• Exercise data
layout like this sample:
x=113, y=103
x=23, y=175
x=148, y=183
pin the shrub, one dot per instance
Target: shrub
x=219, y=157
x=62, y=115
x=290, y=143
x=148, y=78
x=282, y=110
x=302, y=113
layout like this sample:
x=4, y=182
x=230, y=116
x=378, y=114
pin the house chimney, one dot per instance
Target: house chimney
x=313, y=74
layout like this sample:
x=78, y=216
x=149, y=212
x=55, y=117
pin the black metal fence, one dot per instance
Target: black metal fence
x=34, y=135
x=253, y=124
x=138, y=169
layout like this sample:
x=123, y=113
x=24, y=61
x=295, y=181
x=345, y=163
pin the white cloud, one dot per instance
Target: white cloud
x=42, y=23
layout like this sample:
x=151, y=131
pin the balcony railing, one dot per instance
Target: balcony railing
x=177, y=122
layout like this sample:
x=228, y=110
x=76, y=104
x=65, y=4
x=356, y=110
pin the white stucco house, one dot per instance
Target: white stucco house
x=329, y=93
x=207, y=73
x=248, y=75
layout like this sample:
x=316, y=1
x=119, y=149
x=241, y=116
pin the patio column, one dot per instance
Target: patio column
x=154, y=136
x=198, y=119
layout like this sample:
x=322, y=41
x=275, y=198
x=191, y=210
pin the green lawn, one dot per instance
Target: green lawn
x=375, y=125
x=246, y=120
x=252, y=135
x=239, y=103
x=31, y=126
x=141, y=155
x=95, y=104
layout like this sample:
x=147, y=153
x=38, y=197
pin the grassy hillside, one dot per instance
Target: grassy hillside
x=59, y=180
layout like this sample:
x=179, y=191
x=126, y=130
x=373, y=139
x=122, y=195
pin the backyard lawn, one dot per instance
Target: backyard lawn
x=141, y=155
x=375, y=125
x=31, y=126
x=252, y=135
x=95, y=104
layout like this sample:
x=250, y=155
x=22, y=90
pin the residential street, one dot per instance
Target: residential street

• Your task
Offset the stretch from the start of the material through the line that contains "x=198, y=119" by adding 143 to both the x and y value of every answer coordinate. Reproduce every line in that stretch, and leave all other lines as they are.

• Finished exercise
layout like this sample:
x=113, y=103
x=23, y=175
x=148, y=183
pin the shrub, one dot per instance
Target: shrub
x=362, y=300
x=205, y=258
x=433, y=286
x=291, y=221
x=425, y=253
x=445, y=256
layout like this sample:
x=4, y=182
x=230, y=116
x=378, y=114
pin the house chimney, one dot per instance
Target: house chimney
x=456, y=217
layout like this sample:
x=78, y=216
x=149, y=212
x=55, y=117
pin the black metal fence, one dot per instance
Target: black metal fence
x=177, y=278
x=396, y=267
x=281, y=312
layout like this sample:
x=123, y=113
x=24, y=61
x=295, y=181
x=345, y=163
pin the white cloud, one dot per instance
Target: white cloud
x=185, y=166
layout like this sample:
x=151, y=131
pin the balcony railing, one dot per instance
Target: balcony railing
x=320, y=265
layout like this sample:
x=228, y=110
x=76, y=104
x=65, y=4
x=356, y=110
pin the white stucco house, one dot per instance
Target: white stucco house
x=472, y=236
x=350, y=216
x=391, y=218
layout like this sample:
x=316, y=1
x=119, y=149
x=241, y=116
pin the patio column, one dot per instance
Target: patio column
x=297, y=279
x=341, y=262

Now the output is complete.